DIRECTIVE:
Please rewrite the lines below, swapping "man's" for "adult's" wherever it appears and leaving everything else unchanged.

DATA IN THIS EXERCISE:
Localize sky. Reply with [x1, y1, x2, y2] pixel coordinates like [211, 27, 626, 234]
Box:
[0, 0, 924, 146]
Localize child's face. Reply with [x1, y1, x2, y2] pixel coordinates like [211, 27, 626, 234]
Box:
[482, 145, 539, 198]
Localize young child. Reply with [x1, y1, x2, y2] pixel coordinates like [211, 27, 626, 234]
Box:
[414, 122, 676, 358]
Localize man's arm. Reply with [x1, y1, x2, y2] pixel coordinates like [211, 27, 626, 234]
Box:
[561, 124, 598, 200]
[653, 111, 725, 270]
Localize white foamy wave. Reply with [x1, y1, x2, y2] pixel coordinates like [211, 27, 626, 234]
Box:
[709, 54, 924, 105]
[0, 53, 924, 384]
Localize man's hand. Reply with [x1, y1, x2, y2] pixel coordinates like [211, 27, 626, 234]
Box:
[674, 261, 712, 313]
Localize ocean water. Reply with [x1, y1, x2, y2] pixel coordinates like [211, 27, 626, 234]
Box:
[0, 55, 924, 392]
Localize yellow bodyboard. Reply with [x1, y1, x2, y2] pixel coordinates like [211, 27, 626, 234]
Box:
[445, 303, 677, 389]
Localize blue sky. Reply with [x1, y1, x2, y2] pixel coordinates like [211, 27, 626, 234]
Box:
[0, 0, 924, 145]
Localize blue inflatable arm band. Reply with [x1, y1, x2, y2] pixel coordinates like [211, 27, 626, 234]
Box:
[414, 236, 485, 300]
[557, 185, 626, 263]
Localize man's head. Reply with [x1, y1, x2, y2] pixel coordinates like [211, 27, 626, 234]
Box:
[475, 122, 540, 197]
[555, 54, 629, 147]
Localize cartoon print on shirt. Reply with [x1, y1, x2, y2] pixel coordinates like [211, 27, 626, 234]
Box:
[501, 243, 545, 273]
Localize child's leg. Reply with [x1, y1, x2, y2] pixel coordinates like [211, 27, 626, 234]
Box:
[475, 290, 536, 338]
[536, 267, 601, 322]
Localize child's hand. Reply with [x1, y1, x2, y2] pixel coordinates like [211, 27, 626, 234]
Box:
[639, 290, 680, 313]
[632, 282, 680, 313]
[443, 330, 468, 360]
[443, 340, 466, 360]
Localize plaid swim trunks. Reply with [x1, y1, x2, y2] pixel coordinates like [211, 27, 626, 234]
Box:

THE OUTPUT:
Localize sky. Reply with [x1, y1, x2, y2] pixel coordinates like [211, 27, 626, 234]
Box:
[0, 0, 924, 146]
Localize child's face. Reply with [x1, y1, x2, y2] pixel coordinates like [211, 27, 626, 234]
Box:
[482, 145, 539, 198]
Localize young child. Reply with [x1, y1, x2, y2] pixel coordinates like [211, 27, 626, 234]
Box:
[414, 122, 676, 358]
Localize adult's arm. Reply with [x1, y1, x2, y2] pixel coordinates like [211, 27, 626, 234]
Box:
[561, 124, 598, 200]
[653, 111, 725, 270]
Localize white foamy wave. Reply with [x1, y1, x2, y2] pixel coordinates like [211, 27, 626, 234]
Box:
[709, 54, 924, 105]
[0, 53, 924, 384]
Localize adult's hand. Reply with [x1, y1, x2, y2] pixel coordinates like [211, 27, 626, 234]
Box:
[674, 261, 712, 313]
Localize ocean water. Reply with [x1, y1, x2, y2] pixel coordinates like [211, 27, 626, 234]
Box:
[0, 55, 924, 392]
Localize yellow bodyboard. Reply with [x1, y1, x2, y2] pixel coordinates like [211, 27, 626, 234]
Box:
[445, 303, 677, 389]
Localize blue sky. Reply with [x1, y1, x2, y2] pixel coordinates like [211, 27, 626, 234]
Box:
[0, 0, 924, 145]
Localize blue inflatable arm band. Reply with [x1, y1, x2, y2] pixel coordinates like [211, 27, 626, 234]
Box:
[414, 236, 485, 300]
[557, 185, 626, 263]
Localize adult's head. Reply with [x1, y1, x2, y2] pixel coordinates like [211, 27, 626, 234]
Box:
[475, 122, 540, 197]
[555, 54, 629, 147]
Localize cartoon print on shirt. Reply with [x1, y1, x2, y2] pixel coordinates like [211, 27, 626, 234]
Box:
[501, 243, 545, 273]
Localize child's leg. Reply with [x1, y1, x2, y2] pixel coordinates like [211, 27, 626, 234]
Box:
[475, 290, 536, 338]
[536, 267, 601, 322]
Localize child's hand. Reply with [x1, y1, x2, y2] pixel coordinates like [211, 27, 626, 234]
Box:
[639, 290, 680, 313]
[632, 282, 680, 313]
[443, 330, 468, 360]
[443, 340, 466, 360]
Localize plaid swim trunks. Reply with [x1, y1, x2, y2] pixel coordinates like [211, 27, 626, 234]
Box:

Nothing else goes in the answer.